* [Aufgaben]:
1) Seit wann steht der Kläger laut dem Gerichtsurteil in den Diensten der Beklagten?
2) Setze das Gerichtsurteil bitte nach seinem letzten Satz fort.

* [Extrahierter Text]:
|---|

Gericht: Landesarbeitsgericht Berlin
Urteil verkündet am 24.09.2004
Aktenzeichen: 6 Sa 1116/04
Rechtsgebiete: GewO


Vorschriften:

GewO § 106 Satz 1
Der Arbeitgeber darf ein einschlägig abgemahntes Betriebsratsmitglied, das außerhalb seiner Arbeitszeit im Betrieb erscheint und Mitarbeiter über eine Stunde lang in Gespräche verwickelt und dadurch von der Arbeit abhält mit der Folge entsprechender Beschwerden in eine andere Abteilung versetzen, auch wenn es dort nur noch in Tagesschicht beschäftigt werden kann und deshalb über 500,-- € brutto monatlich an Zulagen verliert.
Landesarbeitsgericht Berlin Im Namen des Volkes Urteil

6 Sa 1116/04

Verkündet am 24.09.2004

In dem Rechtsstreits

hat das Landesarbeitsgericht Berlin, 6. Kammer, auf die mündliche Verhandlung vom 24.09.2004 durch den Vorsitzenden Richter am Landesarbeitsgericht Corts sowie die ehrenamtlichen Richter Vierthaler und Feiertag

für Recht erkannt:

Tenor:

1. Die Berufung des Klägers gegen das Urteil des Arbeitsgerichts Berlin vom 07.04.2004 - 44 Ca 29048/03 - wird auf seine Kosten zurückgewiesen.

2. Die Revision wird nicht zugelassen.

Tatbestand:

Der Kläger steht seit dem 01. Mai 1987 als Produktionshandwerker in den Diensten der Beklagten. Er verdiente zuletzt in Wechselschicht rund 4.060,-- € brutto im Monat.

|---|

* [Material]:

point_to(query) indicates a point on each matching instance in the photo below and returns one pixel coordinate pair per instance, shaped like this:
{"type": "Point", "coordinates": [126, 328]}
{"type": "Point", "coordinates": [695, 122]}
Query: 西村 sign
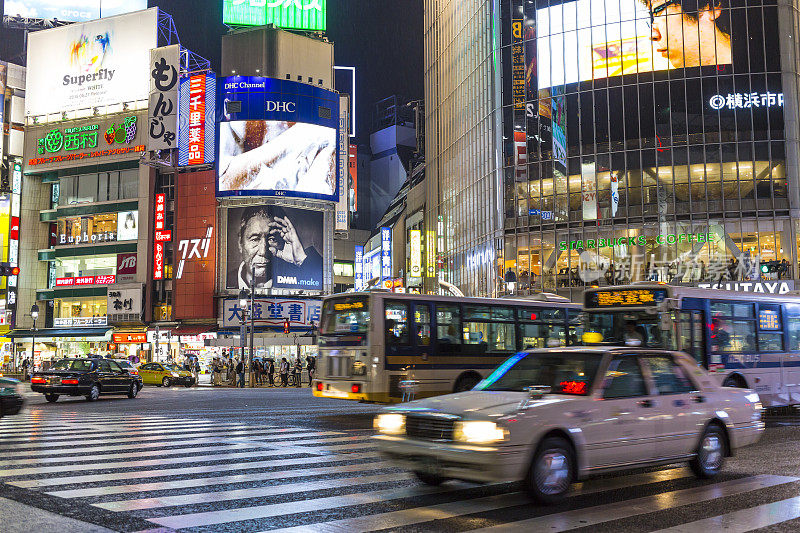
{"type": "Point", "coordinates": [745, 100]}
{"type": "Point", "coordinates": [639, 240]}
{"type": "Point", "coordinates": [290, 14]}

|---|

* [Lösungen]:
1) Seit dem 01. Mai 1987.

2)
Mit drei Schreiben vom 10. August 2001 (Ablichtung Bl. 44 - 49 d.A.) mahnte die Beklagte den Kläger wegen eigenmächtiger Arbeitsunterbrechung, Nichtbeachtung von Arbeitsanweisungen und Störung des Betriebsfriedens ab. Nach Einholung der Zustimmung des Betriebsrats, dem der Kläger angehört, versetzte die Beklagte ihn mit Schreiben vom 18. August 2003 (Ablichtung Bl. 6 - 8 d.A.) wegen Störung des Betriebsfriedens ab 01. Oktober 2003 in eine andere Abteilung. Da der Kläger dort nur in der Normalschicht beschäftigt wird, bezieht er seitdem nur noch Lohn in Höhe von 3.530,-- € brutto monatlich und erhält keine Schichtfreitage mehr.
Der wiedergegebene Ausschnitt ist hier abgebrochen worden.